--- Input data ---

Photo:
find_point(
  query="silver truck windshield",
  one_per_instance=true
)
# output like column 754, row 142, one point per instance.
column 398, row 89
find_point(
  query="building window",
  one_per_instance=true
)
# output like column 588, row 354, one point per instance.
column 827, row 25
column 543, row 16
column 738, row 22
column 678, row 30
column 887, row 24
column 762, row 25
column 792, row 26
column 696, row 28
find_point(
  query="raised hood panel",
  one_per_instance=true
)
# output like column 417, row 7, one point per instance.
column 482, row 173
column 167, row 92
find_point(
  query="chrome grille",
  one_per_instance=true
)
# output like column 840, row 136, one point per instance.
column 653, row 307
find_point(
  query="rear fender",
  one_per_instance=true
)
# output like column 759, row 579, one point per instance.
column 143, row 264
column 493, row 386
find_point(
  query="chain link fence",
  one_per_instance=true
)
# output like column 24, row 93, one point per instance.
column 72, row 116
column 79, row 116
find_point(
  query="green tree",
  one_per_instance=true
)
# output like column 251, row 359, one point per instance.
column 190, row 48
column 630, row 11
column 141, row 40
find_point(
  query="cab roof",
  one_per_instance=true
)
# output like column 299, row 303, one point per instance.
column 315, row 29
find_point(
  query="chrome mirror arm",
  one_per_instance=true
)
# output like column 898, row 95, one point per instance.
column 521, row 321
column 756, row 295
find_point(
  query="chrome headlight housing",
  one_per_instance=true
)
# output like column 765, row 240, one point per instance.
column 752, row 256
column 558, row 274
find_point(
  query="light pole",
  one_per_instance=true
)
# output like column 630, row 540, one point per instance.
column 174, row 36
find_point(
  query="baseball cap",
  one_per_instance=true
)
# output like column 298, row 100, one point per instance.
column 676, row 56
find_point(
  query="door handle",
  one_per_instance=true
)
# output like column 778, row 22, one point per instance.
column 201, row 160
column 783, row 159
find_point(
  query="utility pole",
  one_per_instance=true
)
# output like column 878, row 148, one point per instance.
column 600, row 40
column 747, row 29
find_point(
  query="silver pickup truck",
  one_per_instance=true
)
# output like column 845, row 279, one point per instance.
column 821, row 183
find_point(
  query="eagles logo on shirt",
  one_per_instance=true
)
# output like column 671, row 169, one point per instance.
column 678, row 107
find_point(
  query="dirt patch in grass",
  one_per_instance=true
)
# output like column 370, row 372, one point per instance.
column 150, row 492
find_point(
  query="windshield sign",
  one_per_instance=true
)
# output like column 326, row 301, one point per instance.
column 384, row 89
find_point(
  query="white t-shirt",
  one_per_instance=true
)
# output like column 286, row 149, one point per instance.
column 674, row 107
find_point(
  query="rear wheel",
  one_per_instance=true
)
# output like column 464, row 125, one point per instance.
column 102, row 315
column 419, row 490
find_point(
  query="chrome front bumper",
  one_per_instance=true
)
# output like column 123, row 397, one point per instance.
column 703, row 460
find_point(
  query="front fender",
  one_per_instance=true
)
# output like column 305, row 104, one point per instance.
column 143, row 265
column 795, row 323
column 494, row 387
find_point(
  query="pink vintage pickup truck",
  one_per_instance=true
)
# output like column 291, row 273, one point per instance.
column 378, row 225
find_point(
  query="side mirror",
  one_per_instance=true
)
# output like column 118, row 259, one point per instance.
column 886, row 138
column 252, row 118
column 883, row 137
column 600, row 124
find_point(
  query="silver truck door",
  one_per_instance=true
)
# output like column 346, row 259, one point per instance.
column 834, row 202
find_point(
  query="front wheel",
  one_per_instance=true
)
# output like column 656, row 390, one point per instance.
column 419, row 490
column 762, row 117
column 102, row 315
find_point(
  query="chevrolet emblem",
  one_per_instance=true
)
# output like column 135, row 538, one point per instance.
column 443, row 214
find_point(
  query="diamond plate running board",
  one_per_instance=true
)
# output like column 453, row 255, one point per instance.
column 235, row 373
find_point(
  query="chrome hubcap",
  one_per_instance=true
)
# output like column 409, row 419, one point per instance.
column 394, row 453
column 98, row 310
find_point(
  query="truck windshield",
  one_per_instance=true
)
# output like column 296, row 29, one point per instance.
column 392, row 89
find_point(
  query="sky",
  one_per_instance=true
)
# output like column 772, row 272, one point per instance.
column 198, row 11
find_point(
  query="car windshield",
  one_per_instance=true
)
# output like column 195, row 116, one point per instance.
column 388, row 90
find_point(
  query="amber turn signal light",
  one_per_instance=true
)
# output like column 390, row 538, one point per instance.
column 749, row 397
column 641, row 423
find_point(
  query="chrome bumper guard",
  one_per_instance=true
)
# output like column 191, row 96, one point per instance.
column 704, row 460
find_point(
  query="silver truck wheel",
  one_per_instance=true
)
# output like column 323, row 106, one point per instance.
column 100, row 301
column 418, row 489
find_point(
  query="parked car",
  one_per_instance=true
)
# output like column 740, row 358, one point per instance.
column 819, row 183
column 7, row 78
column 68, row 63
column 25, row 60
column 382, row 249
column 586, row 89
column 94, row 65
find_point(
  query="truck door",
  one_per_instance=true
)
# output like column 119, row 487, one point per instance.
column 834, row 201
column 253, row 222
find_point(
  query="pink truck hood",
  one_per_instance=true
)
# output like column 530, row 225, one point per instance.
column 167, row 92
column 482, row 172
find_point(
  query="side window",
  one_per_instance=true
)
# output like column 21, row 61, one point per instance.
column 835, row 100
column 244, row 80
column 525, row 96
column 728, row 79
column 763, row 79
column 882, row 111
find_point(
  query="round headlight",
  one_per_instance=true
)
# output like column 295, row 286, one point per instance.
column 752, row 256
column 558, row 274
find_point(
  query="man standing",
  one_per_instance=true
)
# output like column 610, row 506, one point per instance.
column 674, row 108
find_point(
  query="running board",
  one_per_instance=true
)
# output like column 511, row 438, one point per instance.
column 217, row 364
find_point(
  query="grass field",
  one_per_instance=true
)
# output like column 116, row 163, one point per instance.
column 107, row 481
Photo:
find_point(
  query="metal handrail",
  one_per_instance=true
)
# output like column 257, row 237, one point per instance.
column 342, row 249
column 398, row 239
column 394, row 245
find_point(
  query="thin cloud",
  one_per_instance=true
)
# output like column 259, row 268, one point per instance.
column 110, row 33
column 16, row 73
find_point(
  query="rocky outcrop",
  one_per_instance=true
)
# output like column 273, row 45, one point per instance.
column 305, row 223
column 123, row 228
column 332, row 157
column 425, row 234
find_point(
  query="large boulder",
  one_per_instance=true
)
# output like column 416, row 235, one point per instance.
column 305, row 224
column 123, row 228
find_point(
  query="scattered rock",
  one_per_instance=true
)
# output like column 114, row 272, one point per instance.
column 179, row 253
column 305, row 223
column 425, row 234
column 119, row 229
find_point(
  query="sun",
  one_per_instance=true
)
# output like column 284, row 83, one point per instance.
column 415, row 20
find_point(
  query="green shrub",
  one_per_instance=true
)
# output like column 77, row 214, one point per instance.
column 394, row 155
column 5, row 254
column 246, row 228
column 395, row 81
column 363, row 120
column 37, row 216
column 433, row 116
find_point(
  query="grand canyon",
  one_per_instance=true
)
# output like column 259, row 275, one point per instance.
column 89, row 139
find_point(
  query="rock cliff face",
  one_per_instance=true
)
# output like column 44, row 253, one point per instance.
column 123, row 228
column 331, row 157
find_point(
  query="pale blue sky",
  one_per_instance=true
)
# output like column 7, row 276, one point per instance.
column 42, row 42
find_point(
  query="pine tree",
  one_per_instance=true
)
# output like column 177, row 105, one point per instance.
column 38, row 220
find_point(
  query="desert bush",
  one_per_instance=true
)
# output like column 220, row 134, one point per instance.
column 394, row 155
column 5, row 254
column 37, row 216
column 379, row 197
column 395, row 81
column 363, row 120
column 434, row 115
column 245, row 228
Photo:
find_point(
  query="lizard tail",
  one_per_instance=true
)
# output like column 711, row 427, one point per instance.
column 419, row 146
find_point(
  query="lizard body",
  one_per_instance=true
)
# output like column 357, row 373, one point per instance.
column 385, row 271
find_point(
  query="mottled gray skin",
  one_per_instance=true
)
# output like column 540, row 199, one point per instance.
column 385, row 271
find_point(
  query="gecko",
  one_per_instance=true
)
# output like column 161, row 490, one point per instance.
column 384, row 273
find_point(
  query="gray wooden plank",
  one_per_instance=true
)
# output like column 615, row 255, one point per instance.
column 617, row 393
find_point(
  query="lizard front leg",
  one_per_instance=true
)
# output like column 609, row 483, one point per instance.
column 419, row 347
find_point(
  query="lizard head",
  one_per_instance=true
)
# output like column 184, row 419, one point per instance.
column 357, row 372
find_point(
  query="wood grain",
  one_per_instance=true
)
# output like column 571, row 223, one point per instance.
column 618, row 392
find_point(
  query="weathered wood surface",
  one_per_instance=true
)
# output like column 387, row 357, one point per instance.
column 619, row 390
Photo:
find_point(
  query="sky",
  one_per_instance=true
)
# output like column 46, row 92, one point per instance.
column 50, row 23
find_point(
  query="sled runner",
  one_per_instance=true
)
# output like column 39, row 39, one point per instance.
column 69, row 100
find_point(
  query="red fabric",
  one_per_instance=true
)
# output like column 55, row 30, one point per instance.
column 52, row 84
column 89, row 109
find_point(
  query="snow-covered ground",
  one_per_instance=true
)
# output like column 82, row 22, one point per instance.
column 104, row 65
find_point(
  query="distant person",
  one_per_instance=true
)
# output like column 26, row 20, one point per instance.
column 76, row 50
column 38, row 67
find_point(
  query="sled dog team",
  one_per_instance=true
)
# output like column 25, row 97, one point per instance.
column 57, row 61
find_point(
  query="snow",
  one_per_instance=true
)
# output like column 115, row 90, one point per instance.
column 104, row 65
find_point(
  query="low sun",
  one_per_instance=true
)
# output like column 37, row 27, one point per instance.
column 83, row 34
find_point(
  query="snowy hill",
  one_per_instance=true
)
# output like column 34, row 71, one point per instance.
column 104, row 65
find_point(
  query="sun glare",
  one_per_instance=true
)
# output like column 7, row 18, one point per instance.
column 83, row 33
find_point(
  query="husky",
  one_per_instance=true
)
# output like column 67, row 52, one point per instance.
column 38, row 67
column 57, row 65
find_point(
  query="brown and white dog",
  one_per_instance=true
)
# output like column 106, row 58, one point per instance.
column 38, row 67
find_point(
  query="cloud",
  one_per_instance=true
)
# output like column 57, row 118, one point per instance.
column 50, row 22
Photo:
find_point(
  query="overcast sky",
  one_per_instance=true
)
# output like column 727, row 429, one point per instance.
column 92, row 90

---

Exercise brief: Among the lines above, return each one holding the string "lizard".

Result of the exercise:
  query="lizard tail",
  query="lizard body",
  query="lizard front leg",
  query="lizard head",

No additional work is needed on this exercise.